[Instruction]: The required output is the line that contains "In the picture above, where can the weathered" plus every line after it in the listing below, copied exactly as it appears.

[Data for this task]:
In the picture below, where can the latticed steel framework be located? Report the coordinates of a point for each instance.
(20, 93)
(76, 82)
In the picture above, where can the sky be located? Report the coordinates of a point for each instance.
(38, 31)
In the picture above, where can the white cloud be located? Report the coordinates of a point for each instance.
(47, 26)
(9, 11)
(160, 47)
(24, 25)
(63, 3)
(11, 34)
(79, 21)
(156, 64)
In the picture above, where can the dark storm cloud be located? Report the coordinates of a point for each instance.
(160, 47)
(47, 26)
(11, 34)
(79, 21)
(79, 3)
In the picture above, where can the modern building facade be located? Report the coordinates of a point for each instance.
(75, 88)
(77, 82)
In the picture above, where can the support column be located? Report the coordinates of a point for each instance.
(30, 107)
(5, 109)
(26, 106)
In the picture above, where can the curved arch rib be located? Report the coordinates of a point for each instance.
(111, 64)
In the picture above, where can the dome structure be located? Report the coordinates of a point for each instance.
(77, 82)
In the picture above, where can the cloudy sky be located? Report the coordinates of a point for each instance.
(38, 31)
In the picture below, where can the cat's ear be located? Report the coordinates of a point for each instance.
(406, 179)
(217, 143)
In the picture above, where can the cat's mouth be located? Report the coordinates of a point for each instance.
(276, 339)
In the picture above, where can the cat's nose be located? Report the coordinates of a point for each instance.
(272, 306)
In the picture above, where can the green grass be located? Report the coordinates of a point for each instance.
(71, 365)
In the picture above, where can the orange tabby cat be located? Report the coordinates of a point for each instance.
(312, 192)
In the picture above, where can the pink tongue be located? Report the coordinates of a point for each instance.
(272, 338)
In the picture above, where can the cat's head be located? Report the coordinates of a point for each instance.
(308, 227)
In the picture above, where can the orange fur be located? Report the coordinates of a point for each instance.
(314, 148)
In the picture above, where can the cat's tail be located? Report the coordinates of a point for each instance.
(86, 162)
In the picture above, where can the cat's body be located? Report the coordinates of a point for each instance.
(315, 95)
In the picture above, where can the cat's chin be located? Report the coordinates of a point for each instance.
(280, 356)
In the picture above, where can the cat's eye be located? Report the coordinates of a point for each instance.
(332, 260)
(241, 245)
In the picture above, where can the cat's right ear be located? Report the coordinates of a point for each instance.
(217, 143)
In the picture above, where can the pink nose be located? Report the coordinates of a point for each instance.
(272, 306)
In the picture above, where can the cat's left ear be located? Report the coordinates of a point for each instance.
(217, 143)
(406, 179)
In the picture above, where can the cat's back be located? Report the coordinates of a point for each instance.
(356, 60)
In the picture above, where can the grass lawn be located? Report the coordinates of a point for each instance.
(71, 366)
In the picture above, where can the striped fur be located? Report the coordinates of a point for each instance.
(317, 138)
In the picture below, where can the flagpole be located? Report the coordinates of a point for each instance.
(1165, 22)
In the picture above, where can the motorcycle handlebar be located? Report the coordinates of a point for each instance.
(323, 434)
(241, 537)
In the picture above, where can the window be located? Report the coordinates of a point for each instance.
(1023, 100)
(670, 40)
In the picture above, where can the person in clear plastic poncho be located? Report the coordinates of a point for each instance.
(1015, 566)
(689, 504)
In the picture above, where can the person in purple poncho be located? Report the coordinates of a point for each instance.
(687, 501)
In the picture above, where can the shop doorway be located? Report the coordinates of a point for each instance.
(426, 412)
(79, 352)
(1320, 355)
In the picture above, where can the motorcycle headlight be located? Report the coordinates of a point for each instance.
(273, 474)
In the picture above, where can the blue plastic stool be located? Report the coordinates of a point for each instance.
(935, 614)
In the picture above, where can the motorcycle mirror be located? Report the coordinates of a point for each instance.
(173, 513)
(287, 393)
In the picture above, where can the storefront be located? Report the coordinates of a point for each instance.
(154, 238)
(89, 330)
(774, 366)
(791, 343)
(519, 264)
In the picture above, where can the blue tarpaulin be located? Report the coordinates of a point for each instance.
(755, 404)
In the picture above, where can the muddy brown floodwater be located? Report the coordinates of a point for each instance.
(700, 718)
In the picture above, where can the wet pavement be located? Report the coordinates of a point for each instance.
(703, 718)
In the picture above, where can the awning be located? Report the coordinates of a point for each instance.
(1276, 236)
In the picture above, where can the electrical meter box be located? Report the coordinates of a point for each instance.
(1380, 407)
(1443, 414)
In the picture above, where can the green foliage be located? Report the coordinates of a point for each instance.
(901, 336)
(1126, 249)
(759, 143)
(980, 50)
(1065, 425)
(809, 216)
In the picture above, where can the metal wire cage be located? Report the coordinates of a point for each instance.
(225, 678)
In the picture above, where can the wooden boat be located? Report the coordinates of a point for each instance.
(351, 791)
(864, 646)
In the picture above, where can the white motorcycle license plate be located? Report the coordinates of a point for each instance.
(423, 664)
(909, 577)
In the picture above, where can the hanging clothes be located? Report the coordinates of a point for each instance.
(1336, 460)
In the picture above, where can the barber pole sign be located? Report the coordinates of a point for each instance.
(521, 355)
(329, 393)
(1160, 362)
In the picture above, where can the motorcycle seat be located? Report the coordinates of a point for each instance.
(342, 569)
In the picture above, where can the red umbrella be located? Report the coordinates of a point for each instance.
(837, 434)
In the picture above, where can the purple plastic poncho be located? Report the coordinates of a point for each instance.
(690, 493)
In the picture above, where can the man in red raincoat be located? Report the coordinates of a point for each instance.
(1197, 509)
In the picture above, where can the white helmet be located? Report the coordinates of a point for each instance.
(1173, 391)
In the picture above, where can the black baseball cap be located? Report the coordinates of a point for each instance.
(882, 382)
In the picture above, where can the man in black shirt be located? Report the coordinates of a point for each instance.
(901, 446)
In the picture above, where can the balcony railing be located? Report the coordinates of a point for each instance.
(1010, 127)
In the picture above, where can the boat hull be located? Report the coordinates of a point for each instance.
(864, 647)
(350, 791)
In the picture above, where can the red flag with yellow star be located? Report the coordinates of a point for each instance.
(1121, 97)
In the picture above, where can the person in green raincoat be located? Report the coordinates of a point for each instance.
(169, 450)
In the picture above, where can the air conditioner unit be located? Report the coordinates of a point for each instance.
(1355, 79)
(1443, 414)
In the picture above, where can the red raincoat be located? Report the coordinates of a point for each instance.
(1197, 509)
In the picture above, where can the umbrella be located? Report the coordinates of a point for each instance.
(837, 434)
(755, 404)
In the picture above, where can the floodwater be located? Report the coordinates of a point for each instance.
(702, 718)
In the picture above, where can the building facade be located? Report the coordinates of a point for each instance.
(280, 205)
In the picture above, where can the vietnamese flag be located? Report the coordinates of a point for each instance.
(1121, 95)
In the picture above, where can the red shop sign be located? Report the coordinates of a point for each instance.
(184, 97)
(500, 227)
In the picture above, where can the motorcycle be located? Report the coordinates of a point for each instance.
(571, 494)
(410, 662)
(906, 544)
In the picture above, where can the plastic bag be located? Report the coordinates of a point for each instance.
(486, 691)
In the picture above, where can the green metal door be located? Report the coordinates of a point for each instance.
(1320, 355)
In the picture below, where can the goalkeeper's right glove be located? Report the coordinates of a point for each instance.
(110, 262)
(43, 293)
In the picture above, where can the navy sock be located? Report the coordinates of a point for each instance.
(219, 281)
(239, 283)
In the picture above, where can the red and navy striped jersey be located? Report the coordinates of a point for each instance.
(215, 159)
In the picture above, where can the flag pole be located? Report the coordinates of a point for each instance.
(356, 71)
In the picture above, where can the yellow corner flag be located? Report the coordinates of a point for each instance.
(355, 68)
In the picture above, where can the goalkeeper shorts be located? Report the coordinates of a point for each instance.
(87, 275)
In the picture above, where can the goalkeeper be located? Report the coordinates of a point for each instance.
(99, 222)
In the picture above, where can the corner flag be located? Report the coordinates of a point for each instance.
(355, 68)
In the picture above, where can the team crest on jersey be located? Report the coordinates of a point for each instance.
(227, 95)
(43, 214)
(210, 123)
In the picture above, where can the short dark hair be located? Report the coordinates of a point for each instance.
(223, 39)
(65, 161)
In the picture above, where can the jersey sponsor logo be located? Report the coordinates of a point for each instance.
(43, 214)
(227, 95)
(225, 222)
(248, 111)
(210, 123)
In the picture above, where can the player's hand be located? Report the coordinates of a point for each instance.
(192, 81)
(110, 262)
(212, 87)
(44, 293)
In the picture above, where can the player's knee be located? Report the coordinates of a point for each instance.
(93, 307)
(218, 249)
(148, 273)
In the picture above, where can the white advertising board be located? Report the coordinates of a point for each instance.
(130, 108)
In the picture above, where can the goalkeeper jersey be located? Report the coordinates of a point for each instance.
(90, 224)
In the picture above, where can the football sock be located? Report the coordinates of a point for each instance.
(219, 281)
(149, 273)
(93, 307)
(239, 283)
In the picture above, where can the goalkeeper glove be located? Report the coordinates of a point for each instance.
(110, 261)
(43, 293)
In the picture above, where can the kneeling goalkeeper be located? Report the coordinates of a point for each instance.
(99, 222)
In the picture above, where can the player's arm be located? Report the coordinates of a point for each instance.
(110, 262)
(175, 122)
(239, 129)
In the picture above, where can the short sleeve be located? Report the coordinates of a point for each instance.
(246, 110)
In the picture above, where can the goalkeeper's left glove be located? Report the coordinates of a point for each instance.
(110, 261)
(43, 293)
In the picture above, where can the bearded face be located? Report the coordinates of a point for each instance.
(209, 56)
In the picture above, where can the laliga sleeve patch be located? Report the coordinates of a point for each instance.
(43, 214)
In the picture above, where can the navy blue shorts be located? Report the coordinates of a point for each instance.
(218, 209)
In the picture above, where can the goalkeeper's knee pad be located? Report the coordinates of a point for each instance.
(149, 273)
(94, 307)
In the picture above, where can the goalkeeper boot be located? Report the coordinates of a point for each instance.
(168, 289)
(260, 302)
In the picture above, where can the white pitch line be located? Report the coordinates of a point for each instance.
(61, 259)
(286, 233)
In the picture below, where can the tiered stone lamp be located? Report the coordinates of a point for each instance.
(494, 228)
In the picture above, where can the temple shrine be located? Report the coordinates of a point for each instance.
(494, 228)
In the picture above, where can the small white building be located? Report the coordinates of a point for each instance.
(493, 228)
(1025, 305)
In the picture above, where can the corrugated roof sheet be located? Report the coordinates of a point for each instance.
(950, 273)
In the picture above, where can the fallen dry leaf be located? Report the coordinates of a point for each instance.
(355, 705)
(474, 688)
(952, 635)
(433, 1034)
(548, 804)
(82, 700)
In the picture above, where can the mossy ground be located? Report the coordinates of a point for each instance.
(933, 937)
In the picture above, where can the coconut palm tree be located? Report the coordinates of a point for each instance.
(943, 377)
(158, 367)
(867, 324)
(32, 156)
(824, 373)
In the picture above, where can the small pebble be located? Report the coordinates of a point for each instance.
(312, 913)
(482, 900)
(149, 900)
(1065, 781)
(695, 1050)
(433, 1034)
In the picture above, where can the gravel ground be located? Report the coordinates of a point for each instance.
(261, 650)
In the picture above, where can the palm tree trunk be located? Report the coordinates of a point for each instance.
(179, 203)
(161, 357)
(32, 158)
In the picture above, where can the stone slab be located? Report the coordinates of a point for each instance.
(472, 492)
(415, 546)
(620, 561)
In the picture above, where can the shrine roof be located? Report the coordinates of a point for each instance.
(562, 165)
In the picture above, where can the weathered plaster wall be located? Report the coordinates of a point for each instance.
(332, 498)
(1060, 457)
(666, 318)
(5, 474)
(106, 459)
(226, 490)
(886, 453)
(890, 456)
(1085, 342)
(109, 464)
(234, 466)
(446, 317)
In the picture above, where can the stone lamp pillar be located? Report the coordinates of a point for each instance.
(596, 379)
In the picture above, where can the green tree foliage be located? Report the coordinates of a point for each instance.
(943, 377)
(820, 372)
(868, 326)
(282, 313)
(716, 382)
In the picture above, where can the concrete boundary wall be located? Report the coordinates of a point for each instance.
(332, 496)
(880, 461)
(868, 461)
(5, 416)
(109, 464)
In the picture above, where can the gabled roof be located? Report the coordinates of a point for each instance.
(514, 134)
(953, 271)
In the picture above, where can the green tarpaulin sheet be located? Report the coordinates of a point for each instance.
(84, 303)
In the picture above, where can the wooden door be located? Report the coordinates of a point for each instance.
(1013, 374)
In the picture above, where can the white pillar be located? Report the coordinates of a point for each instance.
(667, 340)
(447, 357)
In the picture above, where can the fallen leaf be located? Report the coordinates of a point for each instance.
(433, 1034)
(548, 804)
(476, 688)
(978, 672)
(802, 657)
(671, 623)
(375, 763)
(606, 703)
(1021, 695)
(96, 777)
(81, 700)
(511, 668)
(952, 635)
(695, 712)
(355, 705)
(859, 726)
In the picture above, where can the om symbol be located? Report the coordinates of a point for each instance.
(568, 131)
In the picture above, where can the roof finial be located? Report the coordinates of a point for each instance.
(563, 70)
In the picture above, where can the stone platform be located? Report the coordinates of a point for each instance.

[Reply]:
In the picture above, where can the weathered plaster wall be located? Report the coordinates of a point for each instance.
(332, 498)
(1060, 457)
(666, 318)
(5, 474)
(106, 459)
(226, 490)
(886, 453)
(890, 456)
(1085, 342)
(109, 464)
(234, 466)
(446, 317)
In the picture above, where can the stone lamp pillar be located? Report the coordinates of a point for each instance.
(596, 379)
In the picture above, where can the green tree foliage be located? Report the coordinates of a point for each instance.
(943, 377)
(820, 372)
(868, 326)
(282, 313)
(716, 382)
In the picture above, where can the concrete boundary wall be located? Report the coordinates of a point for each instance.
(332, 496)
(880, 461)
(868, 461)
(5, 416)
(109, 464)
In the picture above, where can the gabled roof be located? Report the coordinates of a point for each instance.
(514, 134)
(953, 271)
In the picture above, where can the green tarpaulin sheet be located? Report the coordinates of a point for each instance.
(84, 303)
In the picture above, where can the wooden door be located? Report the coordinates of a point for each instance.
(1013, 374)
In the picture above, where can the white pillar be located? Report the coordinates of a point for each instance.
(667, 340)
(447, 357)
In the picture above, where can the fallen leaf be located? Report the coordinates of a point for each instance.
(433, 1034)
(548, 804)
(476, 688)
(978, 672)
(802, 657)
(671, 623)
(375, 763)
(606, 703)
(1021, 695)
(96, 777)
(81, 700)
(511, 668)
(952, 635)
(695, 712)
(355, 705)
(859, 726)
In the picture above, where can the om symbol be located? Report the coordinates of a point for each instance.
(568, 131)
In the picture above, where can the roof finial be located? Report the coordinates of a point for each instance.
(563, 70)
In the picture above, where can the stone platform be located? Report the coordinates of a point for each instance.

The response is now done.